Problem to solve
From the first line to the last, output the records exactly and drop any images.

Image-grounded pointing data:
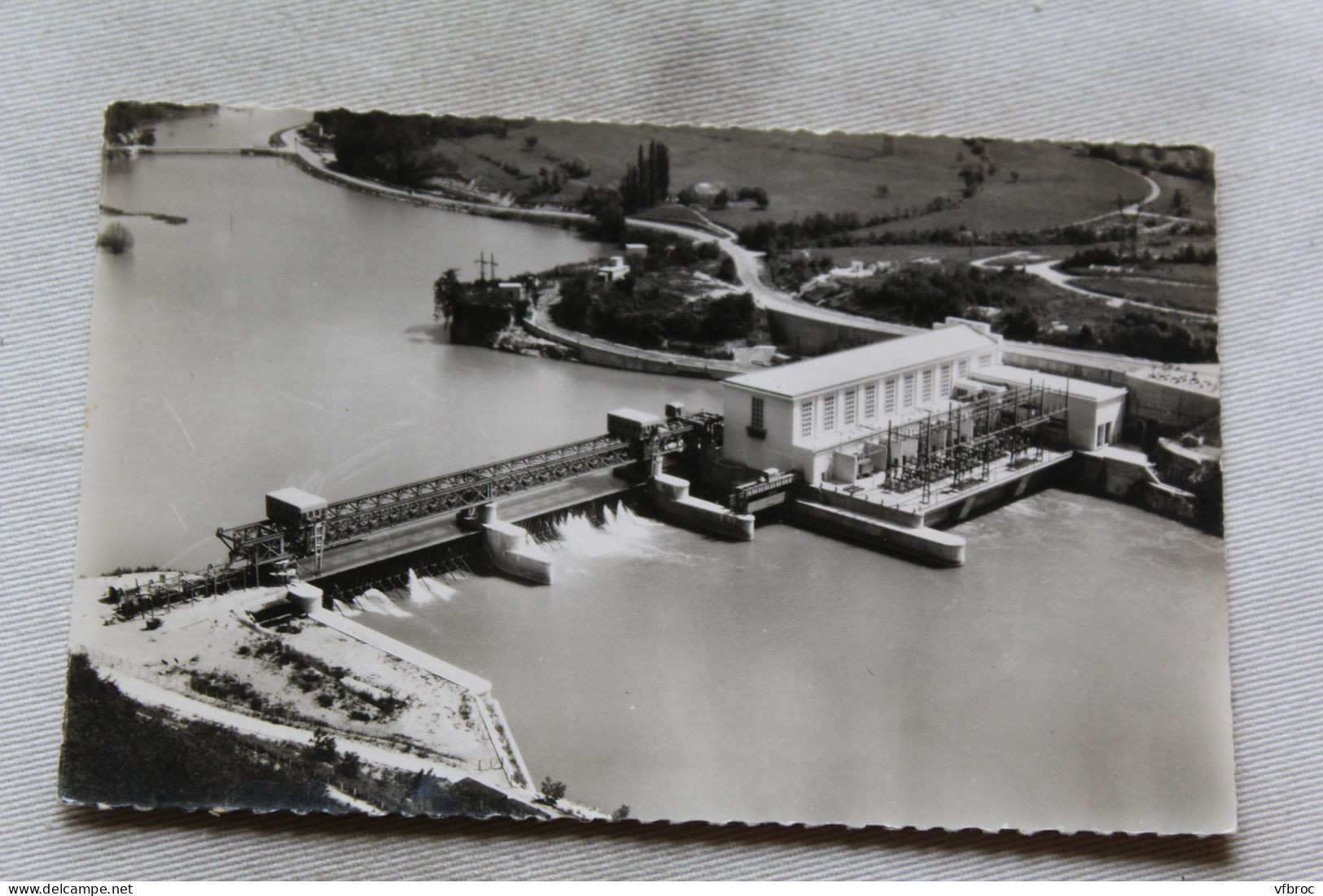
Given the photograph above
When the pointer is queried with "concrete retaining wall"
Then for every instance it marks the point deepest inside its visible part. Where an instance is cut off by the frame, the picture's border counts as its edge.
(671, 496)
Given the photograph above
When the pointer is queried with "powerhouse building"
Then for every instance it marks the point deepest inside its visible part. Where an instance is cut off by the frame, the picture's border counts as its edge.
(839, 417)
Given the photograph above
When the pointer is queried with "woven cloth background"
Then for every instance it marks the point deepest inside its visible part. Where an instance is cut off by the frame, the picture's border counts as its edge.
(1242, 76)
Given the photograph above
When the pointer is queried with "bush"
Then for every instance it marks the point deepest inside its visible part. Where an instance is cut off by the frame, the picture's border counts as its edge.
(552, 790)
(116, 238)
(322, 750)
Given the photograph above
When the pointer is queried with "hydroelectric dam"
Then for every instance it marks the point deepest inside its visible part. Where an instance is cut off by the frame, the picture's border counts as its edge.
(883, 446)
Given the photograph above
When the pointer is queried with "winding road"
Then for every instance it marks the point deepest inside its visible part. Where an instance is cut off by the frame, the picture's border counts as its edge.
(747, 263)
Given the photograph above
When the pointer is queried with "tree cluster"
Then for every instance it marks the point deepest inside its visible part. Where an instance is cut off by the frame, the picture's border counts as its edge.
(607, 212)
(116, 238)
(398, 148)
(475, 313)
(125, 120)
(647, 181)
(1146, 158)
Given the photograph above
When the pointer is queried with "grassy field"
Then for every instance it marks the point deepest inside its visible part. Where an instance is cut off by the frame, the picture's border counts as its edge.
(1171, 294)
(808, 172)
(1200, 194)
(1060, 313)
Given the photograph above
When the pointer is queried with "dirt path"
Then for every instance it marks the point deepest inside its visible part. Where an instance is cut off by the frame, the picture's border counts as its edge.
(1047, 270)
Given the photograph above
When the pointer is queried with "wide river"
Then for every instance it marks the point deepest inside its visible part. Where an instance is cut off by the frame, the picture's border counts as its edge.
(1073, 674)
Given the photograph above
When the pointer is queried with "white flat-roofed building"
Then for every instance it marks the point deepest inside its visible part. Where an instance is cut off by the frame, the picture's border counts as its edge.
(799, 415)
(830, 417)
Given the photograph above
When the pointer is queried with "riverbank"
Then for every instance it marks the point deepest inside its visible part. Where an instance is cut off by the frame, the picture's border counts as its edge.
(808, 328)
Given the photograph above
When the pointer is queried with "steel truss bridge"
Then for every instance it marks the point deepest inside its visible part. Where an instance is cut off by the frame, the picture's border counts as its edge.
(345, 521)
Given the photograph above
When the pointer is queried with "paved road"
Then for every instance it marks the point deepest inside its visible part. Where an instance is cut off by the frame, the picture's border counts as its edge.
(1047, 270)
(747, 263)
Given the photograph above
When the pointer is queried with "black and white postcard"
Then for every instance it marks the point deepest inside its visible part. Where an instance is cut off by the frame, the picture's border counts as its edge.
(508, 467)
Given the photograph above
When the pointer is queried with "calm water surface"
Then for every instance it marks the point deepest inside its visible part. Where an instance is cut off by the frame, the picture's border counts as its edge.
(1072, 675)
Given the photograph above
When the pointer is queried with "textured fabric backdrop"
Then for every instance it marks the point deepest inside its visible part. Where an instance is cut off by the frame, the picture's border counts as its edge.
(1242, 76)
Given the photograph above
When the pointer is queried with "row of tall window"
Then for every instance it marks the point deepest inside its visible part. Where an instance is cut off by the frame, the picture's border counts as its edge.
(899, 394)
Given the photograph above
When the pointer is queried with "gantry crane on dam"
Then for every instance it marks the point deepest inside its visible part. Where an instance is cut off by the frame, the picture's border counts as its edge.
(302, 527)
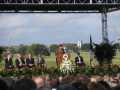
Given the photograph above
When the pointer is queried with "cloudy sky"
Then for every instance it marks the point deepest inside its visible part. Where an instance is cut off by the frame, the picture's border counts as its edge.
(16, 28)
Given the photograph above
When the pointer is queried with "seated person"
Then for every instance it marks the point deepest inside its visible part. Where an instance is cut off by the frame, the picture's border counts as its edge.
(9, 62)
(41, 62)
(20, 63)
(79, 60)
(30, 61)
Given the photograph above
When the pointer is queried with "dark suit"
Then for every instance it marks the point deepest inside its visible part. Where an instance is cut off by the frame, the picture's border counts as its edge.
(20, 63)
(30, 62)
(9, 63)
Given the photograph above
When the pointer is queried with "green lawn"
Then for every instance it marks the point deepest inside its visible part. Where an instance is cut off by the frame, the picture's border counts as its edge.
(51, 62)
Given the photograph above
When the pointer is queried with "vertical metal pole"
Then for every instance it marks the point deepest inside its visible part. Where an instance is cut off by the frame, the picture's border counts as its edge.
(104, 27)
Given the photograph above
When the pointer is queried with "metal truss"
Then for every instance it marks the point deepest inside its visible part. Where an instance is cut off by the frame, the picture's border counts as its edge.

Exercise response
Given the photograph above
When the pointer is queried with "concrete retaining wall"
Then for every instance it marks the point deepest inside its visible part. Where an instance is cut off by the frame, the picture's border counts as its edge.
(671, 496)
Given the photograph above
When the pointer is queried with "powerhouse building"
Then for every instance it marks the point deepest inside its visible part. Where an instance is cut off by the frame, the picture's border counts as its edge.
(839, 417)
Given the photograph above
When the pointer is queried with "woven cloth background"
Then for every instance it marks the point deepest inside its visible part. Where an instance is cut off by the frame, the picture's border counts as its edge.
(1242, 76)
Given the photograph above
When the pointer is queried with "bush"
Then for every instance it marks the point deepest inside its visible part. Where an instance is cut off by the frame, the picture's border counts as its edge.
(552, 790)
(116, 238)
(322, 750)
Given the photograph above
When the pointer is queried with "hydroelectric dam"
Then for every instance it marks the point deepest inside its visible part. Where an instance is cut off by the frame, the picture's border counts as its edge.
(883, 446)
Given the photograph above
When the pointer is queried with "winding road"
Then for every instance it marks the point deepest inside its visible part. Where an instance is cut off by the frame, the picture's border counts as its edge.
(747, 263)
Given the photograph above
When the pointer is queried with "tree cluster"
Then for every instance it marks the point deepest inside its visible part. Where an instance is cut off by the frame, the picture's border counts as its edge.
(607, 212)
(116, 238)
(398, 148)
(475, 313)
(125, 120)
(647, 181)
(1146, 158)
Given the photograph above
When the pointer is queried with "grassy field"
Then for every instance it marks the point deepest inside its visible part. Where an instance is cut off by the frame, the picture's border counts as its edge.
(1171, 294)
(808, 172)
(1200, 194)
(1060, 313)
Given the photograph above
When the pointer is queried with "dirt path"
Then for every instance it marks the point deepest inside its visible part. Where an instance is cut off by the frame, the picture's border counts as its edge.
(1047, 270)
Given the photograph above
When the pointer is queried with "wide river"
Then for every instance it marks the point deepest inside its visible part. Where an instance is cut off by the frame, the picture's border counts as its edge.
(1073, 674)
Given the photograph above
When the pointer is queried with "white flat-roofed building"
Then for every instance it marks the point deepest inside its visible part. Where an instance is cut off by the frame, the picture's border counts as its edge.
(799, 415)
(830, 417)
Given the photograph above
When the pointer is queried with "riverbank"
Then for every instance it marks the point deepest inside its visible part. Where an instance is cut off by the frame, the picture's border counts as its edge.
(808, 328)
Given the photograph above
When the pointer is queried with "steel truss bridge"
Then for every instance it marks the point deepest inside its visible part. Where an instance is cut off by the frame, the picture's border counts as its edge.
(345, 521)
Given the photograph above
When the pointer is queried with "paved road"
Then for every instance it marks the point deepest inside its visible part. Where an instance is cut off by the frame, the picture's border counts as its edge.
(1047, 270)
(747, 263)
Given the photograph above
When the pointer is queried with "black and white postcard"
Then for every instance it marks the point deepest inside its visible part. Where an instance is cut off by the frame, the picture's border counts as its edge.
(508, 467)
Given the photograph above
When the pointer is queried with "calm water surface"
Then for every instance it marks the point deepest inside its visible part. Where an instance is cut off by the frame, the picture's border counts as its edge.
(1072, 675)
Given the photograph above
When the pointer is queried with "textured fabric backdrop"
Then for every instance it marks the point deepest inside its visible part. Where an instance is cut off by the frame, the picture's border counts as its edge.
(1242, 76)
Given the photograph above
When the pointer is queried with "row of tall window"
Then for every instance it marks the point deepest inside its visible part. Where an instance is cut off by the frame, the picture's border counts as its edge.
(899, 394)
Given the photograph above
When the pointer is queried with "gantry crane on dam"
Then for every instance it marks the point deepest inside its visible part. Where an instance is cut off by the frame, the picture's border counts as its edge.
(302, 527)
Given the photograph above
When the pointer is queried with "cloudy sky"
Then for every instance it marks the point deepest inside its visible part. Where an instance is cut off by the frame, the picture's border counts as its edge.
(16, 28)
Given the photograph above
When the pointer is queried with "seated person"
Then for every instance it marks the point deepest inside its visible part. Where an instance is cut off by the frame, the picture's border counts as its edge.
(9, 62)
(41, 62)
(20, 63)
(79, 60)
(30, 61)
Given the photograph above
When the pointer is queried with "dark suit"
Then for every instance it marks the point deepest inside its visible part. Where an instance is cut off by the frame, the picture's border counts as its edge.
(20, 63)
(30, 62)
(9, 63)
Given the photograph above
When the pointer is queried with "green lawn"
Then for every instance it marks the point deepest inside its visible part. Where an instance is cut off by the frame, the picture's border counts as its edge.
(51, 62)
Given the photograph above
When the pointer is queried with "vertical metal pole"
Then for every instance it marks the point deepest inside its visible part. Where an instance is cut off by the frame, the picture's border counts as its edge.
(104, 27)
Given the photograph above
When the pointer is queried with "metal truss"
Then for every instance it marks the point deepest inside its visible part. Where an instance is cut off by the frame, the picture's border counts as its edge.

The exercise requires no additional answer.